What the task requires:
State how many lines in the records below contain the string "print", treating case as significant. Reply with the number alone.

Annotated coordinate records
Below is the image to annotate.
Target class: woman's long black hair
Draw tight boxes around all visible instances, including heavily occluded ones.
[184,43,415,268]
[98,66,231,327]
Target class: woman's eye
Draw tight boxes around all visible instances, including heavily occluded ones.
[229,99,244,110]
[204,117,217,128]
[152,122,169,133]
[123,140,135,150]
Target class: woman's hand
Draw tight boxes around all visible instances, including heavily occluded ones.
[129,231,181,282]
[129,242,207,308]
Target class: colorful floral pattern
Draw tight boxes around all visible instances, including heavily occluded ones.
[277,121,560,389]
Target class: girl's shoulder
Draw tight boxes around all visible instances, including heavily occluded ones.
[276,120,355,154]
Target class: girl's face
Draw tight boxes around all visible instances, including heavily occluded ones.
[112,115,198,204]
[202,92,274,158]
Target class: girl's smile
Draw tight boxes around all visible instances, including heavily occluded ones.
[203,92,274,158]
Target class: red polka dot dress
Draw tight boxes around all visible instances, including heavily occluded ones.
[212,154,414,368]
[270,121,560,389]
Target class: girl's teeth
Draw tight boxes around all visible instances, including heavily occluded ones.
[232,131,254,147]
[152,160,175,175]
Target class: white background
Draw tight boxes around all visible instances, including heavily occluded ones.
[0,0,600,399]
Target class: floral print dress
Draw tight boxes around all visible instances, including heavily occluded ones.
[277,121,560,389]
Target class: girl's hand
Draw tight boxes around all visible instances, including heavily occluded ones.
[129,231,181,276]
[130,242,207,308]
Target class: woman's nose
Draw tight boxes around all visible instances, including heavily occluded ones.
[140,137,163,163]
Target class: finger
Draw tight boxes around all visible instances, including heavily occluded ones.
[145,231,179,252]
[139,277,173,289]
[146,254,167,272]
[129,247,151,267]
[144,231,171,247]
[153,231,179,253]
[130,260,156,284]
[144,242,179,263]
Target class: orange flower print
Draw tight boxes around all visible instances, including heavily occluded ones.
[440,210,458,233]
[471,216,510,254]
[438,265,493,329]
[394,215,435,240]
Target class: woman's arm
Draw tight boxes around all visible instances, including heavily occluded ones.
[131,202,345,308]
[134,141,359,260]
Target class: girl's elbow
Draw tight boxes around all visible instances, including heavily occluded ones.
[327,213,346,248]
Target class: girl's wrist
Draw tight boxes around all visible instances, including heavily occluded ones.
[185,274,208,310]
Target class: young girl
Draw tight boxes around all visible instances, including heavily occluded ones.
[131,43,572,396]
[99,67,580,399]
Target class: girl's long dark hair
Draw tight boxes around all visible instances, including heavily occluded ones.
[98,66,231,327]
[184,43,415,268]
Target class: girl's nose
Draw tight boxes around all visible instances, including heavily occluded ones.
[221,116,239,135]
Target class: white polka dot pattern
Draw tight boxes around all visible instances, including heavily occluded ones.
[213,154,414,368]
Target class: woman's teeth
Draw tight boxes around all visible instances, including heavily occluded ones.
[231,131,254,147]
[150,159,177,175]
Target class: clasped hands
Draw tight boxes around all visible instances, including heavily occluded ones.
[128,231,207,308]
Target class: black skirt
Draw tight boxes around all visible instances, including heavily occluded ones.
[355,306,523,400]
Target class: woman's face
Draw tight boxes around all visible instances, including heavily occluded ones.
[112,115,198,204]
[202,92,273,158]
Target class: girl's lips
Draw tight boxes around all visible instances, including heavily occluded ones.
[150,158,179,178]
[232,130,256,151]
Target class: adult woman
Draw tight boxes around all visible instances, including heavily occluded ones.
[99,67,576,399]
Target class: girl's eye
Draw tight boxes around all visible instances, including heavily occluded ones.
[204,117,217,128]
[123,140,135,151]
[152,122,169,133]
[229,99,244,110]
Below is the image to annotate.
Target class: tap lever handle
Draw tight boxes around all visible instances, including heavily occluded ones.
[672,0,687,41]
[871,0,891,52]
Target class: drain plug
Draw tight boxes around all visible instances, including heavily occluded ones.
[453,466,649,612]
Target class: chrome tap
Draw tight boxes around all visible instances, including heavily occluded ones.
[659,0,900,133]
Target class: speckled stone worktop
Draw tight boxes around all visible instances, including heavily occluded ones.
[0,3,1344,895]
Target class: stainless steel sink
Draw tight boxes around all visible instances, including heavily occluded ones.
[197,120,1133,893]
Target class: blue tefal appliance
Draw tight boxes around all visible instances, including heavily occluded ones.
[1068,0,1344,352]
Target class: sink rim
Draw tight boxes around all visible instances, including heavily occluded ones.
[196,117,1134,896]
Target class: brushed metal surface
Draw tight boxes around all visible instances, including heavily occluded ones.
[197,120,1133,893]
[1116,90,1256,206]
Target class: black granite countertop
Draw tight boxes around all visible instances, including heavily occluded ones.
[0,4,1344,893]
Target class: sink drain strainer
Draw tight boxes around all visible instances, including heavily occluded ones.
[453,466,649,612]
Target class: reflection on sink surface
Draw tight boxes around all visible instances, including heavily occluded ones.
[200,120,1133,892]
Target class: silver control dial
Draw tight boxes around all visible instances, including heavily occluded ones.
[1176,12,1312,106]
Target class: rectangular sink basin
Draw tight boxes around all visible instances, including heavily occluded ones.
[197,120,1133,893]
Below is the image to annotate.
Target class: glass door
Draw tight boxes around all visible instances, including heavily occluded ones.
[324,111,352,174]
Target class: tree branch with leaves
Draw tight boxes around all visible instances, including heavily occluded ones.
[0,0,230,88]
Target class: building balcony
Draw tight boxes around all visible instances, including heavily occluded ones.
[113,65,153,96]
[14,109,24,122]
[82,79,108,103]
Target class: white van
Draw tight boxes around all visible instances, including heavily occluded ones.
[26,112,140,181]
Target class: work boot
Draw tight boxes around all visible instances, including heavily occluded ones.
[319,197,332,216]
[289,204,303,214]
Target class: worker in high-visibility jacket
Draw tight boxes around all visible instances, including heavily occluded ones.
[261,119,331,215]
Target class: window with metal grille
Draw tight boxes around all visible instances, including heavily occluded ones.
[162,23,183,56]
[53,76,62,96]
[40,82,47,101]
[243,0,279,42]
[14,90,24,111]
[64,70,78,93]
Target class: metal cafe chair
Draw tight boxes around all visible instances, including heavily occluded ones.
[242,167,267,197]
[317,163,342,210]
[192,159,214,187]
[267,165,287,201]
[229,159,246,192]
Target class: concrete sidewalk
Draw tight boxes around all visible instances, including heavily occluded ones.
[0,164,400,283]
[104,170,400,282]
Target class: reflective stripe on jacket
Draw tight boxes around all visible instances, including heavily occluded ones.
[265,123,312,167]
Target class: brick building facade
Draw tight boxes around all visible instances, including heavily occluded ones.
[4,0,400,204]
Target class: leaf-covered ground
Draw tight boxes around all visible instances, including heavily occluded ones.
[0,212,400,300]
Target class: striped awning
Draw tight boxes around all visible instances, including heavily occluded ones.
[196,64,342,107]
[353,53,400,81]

Exercise solution:
2